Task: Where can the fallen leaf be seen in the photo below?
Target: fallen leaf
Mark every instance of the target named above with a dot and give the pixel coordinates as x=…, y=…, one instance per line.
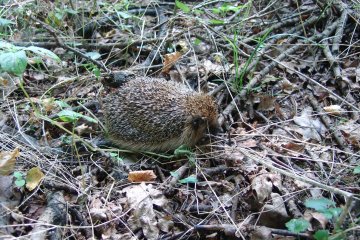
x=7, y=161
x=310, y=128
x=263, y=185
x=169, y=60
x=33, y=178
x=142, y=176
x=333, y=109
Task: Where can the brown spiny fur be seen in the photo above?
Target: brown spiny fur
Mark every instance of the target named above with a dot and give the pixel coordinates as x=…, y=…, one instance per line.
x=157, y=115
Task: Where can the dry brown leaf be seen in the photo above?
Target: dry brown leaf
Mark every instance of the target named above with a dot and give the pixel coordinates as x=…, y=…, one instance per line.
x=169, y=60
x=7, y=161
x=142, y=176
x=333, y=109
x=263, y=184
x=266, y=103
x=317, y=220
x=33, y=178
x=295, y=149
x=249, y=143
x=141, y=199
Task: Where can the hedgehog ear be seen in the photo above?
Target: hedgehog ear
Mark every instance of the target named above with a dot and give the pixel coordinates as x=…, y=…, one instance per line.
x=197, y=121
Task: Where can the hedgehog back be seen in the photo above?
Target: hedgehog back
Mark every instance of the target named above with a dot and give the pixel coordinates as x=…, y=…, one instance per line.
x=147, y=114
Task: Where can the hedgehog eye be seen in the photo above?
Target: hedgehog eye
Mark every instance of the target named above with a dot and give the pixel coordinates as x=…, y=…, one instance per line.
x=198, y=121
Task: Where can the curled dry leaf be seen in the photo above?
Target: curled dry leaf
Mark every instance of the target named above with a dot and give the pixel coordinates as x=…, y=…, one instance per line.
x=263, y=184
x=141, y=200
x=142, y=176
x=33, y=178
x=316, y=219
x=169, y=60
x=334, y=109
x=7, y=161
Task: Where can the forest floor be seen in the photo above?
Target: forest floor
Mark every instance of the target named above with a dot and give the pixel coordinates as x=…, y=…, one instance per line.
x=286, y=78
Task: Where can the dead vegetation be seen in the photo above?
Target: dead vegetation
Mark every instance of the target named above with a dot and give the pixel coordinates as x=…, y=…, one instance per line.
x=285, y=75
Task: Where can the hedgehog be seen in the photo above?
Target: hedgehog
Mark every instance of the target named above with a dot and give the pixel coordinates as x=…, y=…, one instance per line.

----

Goal: Give everything from the line containing "Task: Where can the forest" down to the end of the rows as a Markdown table with the columns Number and Text, one line per table row, and leave out any blank lines.

Full answer:
| Number | Text |
|---|---|
| 1 | Task: Where can the forest floor be seen in the photo above? |
| 2 | Target: forest floor |
| 3 | Mark every instance of the target named above with a dot and give the pixel coordinates as x=…, y=…, one instance per line. |
| 4 | x=286, y=78 |
| 5 | Task: Where can the dead vegetation be seen in the photo above? |
| 6 | Target: dead vegetation |
| 7 | Mark every instance of the target named above with a dot and give the pixel coordinates as x=…, y=…, one instance per line. |
| 8 | x=285, y=75 |
| 9 | Task: Where can the hedgehog be seen in the photo above? |
| 10 | Target: hedgehog |
| 11 | Mark every instance of the target named above with a dot and give the pixel coordinates as x=…, y=…, one instance per line. |